*How to complete this task*
List the pillars of Cyber Survivability named in the cyber survivability text below.

Understanding what nation state cyber threat actors are capable of doing is key to the “threat-driven design” approach needed to counter the highest tier of actor the systems have to operate against, explained Clothier. The U.S. government states the performance requirement and it’s up to the system designers to figure how best to do that. Today, the cyber requirements on a U.S Department of Defense (DoD) weapon/mission system are likely to include elements from all three areas: Cybersecurity RMF, Cyber Resilience/SSE and Cyber Survivability. It is important to interpret these requirements from their individual frameworks, and then identify the complementary inter-relationships between all three.

Preserving Critical Functionality to Complete the Mission

A program is only cyber survivable if it understands the highest adversary threat tier that the DoD states it needs to be designed against for which to operate. This requires a threat profile that details the capabilities and threat chain of the most capable actor of the required threat tier. Once this is determined, the threat driven design of a system begins with an analysis of the overall threat chain that examines how the actor would seek to breach and disrupt that system. This threat chain is then aligned against the three pillars of Cyber Survivability: Prevent, Mitigate and Recover from cyber-attacks.

“First, the ‘Prevent’ pillar focuses on a range of technology approaches that can keep nation state actors from breaching the system and establishing root level access inside our system,” Clothier said. “Second, we have to assume that sooner or later they will breach it — that’s explicitly a requirement from the DOD — so that leads to the ‘Mitigate’ pillar. This pillar aims to keep the system operating at its required level of performance to complete the mission.”

Warfighters can’t disconnect from the mission and go home—the cyber survivability performance mandates that they can complete the mission even if breached. “Once the mission is over, we must have systems that rapidly restore to full functionality within a specified time — that’s the ‘Recover’ pillar,” he continued. “If you can then take the cyber threat profile, design and test against it, then you know it’s a cyber survivable system.”

Cyber survivable systems need to be built to maintain effectiveness against a certain threat level across its entire lifecycle.

*Dataset excerpts*

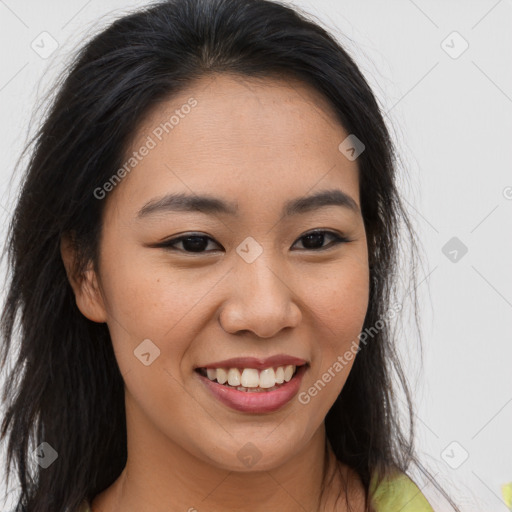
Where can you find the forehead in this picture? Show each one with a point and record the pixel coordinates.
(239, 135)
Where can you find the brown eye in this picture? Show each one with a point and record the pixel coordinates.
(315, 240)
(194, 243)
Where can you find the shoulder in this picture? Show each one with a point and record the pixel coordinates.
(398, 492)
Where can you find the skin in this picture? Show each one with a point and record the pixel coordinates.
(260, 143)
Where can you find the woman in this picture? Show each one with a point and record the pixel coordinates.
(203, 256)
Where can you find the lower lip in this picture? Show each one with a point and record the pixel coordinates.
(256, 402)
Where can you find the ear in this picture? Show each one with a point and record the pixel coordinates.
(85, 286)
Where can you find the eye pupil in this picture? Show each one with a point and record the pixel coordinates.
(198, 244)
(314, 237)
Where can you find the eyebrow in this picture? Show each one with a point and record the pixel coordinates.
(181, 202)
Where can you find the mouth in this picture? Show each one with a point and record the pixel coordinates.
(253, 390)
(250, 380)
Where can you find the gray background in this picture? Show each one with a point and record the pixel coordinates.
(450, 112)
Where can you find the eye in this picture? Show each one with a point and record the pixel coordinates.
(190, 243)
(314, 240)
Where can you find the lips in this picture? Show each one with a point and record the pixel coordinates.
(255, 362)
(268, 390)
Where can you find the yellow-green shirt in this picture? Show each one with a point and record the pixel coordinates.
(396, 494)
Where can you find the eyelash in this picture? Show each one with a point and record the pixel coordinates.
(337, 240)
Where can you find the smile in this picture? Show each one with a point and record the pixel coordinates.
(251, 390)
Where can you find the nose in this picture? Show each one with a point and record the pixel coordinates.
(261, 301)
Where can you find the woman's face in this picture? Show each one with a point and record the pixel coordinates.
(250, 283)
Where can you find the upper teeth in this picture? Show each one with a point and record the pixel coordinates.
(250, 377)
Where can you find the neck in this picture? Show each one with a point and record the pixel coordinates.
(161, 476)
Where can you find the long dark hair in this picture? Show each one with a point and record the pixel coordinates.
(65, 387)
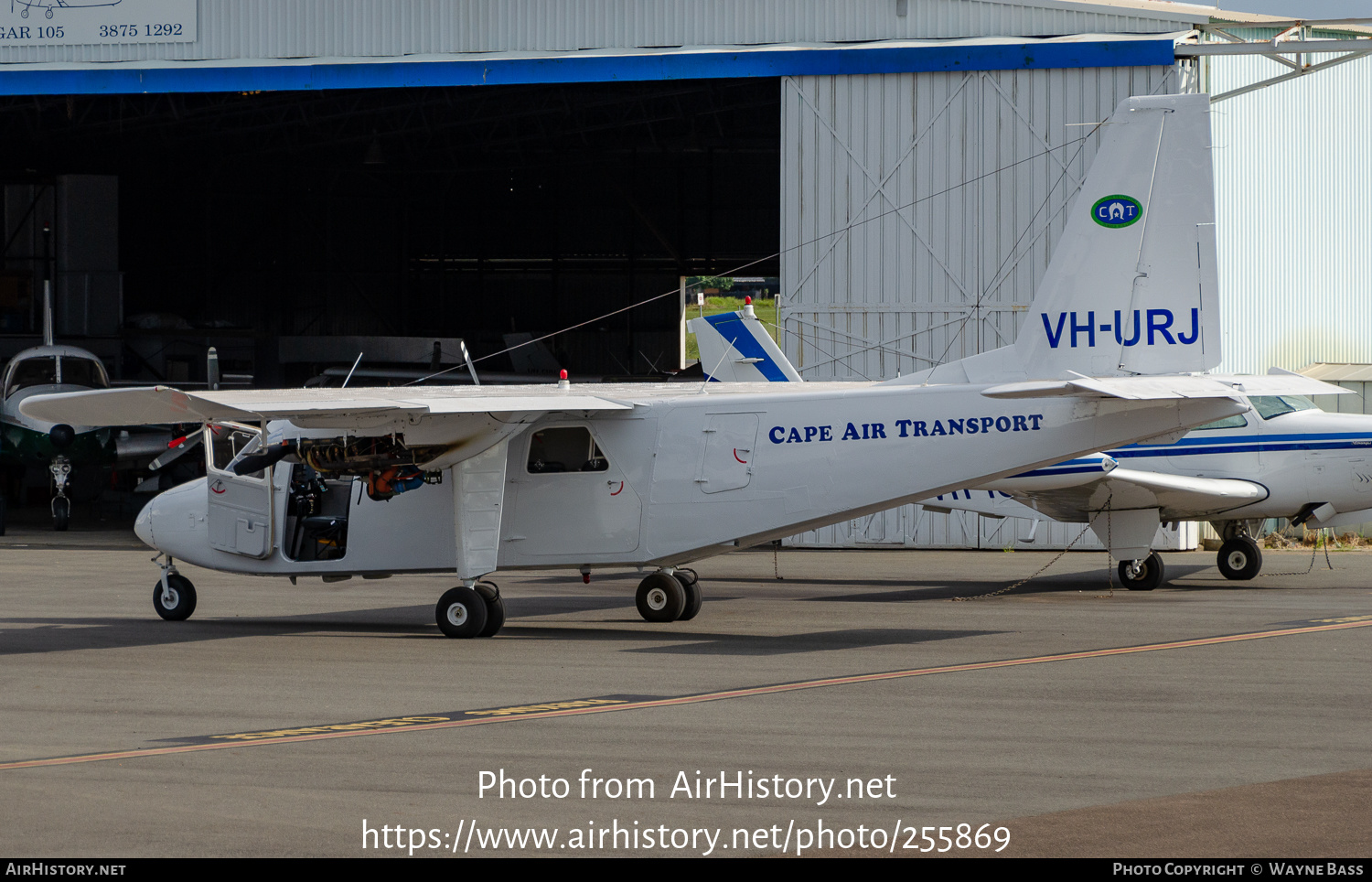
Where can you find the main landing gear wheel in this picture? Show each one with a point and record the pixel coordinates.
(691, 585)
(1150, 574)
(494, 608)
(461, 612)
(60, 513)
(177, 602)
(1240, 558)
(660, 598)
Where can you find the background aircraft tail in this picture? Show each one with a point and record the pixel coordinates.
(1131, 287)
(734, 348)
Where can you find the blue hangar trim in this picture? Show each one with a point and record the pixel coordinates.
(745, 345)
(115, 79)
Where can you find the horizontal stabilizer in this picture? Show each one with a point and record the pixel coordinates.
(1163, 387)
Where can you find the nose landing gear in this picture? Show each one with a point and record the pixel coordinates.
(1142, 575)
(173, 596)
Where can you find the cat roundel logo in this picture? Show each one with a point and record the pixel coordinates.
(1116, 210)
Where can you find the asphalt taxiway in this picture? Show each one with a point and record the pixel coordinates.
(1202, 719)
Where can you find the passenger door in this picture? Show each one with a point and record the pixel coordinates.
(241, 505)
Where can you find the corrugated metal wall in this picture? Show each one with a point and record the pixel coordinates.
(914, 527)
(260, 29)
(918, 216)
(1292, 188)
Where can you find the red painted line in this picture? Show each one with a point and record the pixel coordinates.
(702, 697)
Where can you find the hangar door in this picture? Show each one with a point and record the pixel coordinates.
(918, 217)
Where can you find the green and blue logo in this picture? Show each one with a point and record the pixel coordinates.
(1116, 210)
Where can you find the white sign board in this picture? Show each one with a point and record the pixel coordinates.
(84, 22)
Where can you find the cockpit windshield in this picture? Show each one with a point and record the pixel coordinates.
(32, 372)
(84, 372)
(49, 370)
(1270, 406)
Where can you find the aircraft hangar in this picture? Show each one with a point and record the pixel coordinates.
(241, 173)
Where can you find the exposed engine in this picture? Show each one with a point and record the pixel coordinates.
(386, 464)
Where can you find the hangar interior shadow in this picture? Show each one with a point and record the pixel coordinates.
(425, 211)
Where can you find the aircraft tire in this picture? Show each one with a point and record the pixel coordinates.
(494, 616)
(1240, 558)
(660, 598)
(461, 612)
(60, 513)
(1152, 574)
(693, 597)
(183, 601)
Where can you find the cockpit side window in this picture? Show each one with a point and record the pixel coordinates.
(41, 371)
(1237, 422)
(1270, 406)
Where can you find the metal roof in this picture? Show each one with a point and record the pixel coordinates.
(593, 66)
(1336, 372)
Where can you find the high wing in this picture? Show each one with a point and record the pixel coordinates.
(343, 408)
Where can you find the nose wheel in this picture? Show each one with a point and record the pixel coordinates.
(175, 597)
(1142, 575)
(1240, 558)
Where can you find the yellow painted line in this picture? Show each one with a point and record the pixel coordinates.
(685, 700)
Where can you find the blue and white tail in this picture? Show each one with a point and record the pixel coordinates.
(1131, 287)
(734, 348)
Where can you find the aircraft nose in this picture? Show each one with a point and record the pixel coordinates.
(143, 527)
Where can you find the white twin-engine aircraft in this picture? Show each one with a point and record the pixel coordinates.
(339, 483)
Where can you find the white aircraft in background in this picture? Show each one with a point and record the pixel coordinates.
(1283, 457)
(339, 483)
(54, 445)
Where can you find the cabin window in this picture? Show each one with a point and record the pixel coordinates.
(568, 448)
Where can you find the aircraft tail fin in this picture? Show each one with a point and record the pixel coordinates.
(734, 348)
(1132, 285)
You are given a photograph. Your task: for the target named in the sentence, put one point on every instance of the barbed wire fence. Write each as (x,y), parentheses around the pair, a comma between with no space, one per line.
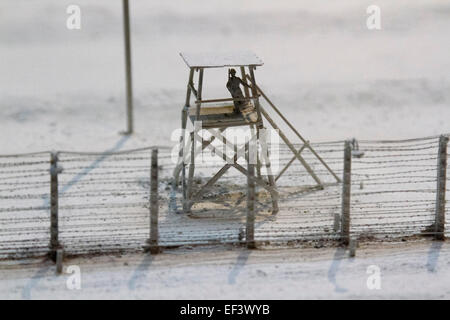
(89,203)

*Solution*
Prevent, Mitigate, Recover